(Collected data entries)
>>>>

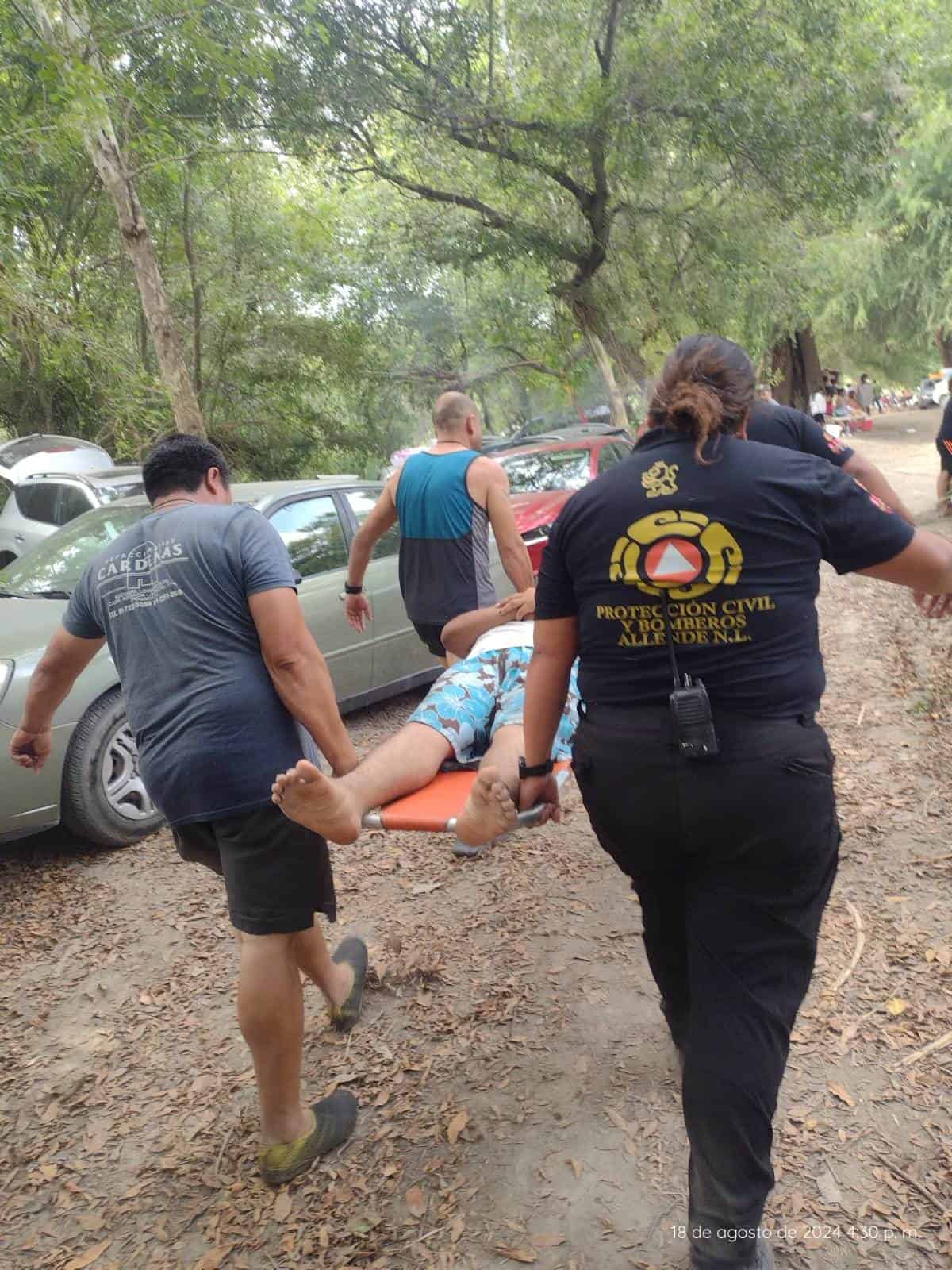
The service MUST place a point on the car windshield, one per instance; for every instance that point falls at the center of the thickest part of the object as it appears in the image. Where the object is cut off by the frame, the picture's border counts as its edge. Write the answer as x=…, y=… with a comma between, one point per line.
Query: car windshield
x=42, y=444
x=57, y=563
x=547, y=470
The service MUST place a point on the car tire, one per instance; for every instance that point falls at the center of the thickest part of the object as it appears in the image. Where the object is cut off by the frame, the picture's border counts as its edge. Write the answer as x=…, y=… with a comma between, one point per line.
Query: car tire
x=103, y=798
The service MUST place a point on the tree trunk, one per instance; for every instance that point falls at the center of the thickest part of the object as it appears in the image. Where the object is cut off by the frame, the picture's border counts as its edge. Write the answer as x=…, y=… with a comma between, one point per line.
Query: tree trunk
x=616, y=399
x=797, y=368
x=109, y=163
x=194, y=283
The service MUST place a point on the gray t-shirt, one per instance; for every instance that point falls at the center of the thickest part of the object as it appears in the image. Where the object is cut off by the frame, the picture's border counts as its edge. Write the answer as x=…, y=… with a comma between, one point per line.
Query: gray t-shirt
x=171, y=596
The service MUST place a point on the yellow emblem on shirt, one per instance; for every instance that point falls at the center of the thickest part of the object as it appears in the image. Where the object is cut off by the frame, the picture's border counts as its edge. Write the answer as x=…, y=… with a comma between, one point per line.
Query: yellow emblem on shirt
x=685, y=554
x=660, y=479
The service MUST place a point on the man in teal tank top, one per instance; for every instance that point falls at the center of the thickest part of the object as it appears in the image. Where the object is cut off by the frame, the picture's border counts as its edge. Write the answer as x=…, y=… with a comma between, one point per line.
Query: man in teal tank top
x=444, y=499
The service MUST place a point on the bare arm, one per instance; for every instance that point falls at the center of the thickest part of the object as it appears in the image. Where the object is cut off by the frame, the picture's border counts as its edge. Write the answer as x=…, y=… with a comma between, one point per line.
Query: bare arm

<<<<

** What you should do **
Copy every line of the listing above word for word, leaving out the pictures.

** Written solution **
The service MUST place a point on the car windshield, one per instance; for every instance that point falls at the center of the thickest part of the object as it appears in the image. Where the object is cut off by the frame, the picture's border counts as its edge. Write the answer as x=…, y=… with a comma between, one point per line.
Query: car windshield
x=42, y=444
x=57, y=563
x=547, y=470
The service MUST place a point on the car tire, one per instance; for every instance that point falls at the center of the thickest part of the object as it appears in the image. Where the object is cut off by the frame, the picture's border counts as its edge. Write the answer as x=…, y=… with a comma between, one point per line.
Query: car tire
x=103, y=798
The service MUST place a point on the tree trunk, one per instance; for every instance that point falls at the center of the thickest part of the object as it appears in the image. Where the object is cut off by the frame, the picture's border counts as its edge. Write the answer as x=…, y=… with a comma between, one point per line.
Query: tree trunk
x=616, y=399
x=797, y=368
x=109, y=163
x=194, y=283
The service MUST place a point on the gray t-shirt, one per instance; for every instance that point falls at the center of the thickest part of the object as it appears in the image. Where the object is cut off by the frame, the picture's border counts as its edge. Write the answer as x=…, y=… with a comma between, one point per line.
Query: gray t-shirt
x=171, y=596
The service MUST place a point on the yellow emblem on shirt, one per instance; for every instance that point falls at the center of the thickest part of the object as it appears in the image. Where the object is cut off by the frame, the picture's border counts as its edge. Write the answer as x=…, y=… with a comma between, one point per line.
Query: yellow emblem on shirt
x=685, y=554
x=660, y=479
The service MUST place a point on the man in teal tank top, one per instance; for every instance that point falls at the center of the thickest part of the object as it appears in the image. Where the object is cut off by the frame, the picture's border counts as its edge. Write the answer as x=…, y=… with a comma between, one point per line.
Query: man in teal tank top
x=444, y=499
The service MUST place a point on the bare arm, one per instance; for every instance that point falls at the center of the thickest part of the object as it appears in the image. Where the object is cut off by the frame, the picture's border counts as its edge. Write the answer as x=…, y=… with a comma between, one point per line.
Query: bare arm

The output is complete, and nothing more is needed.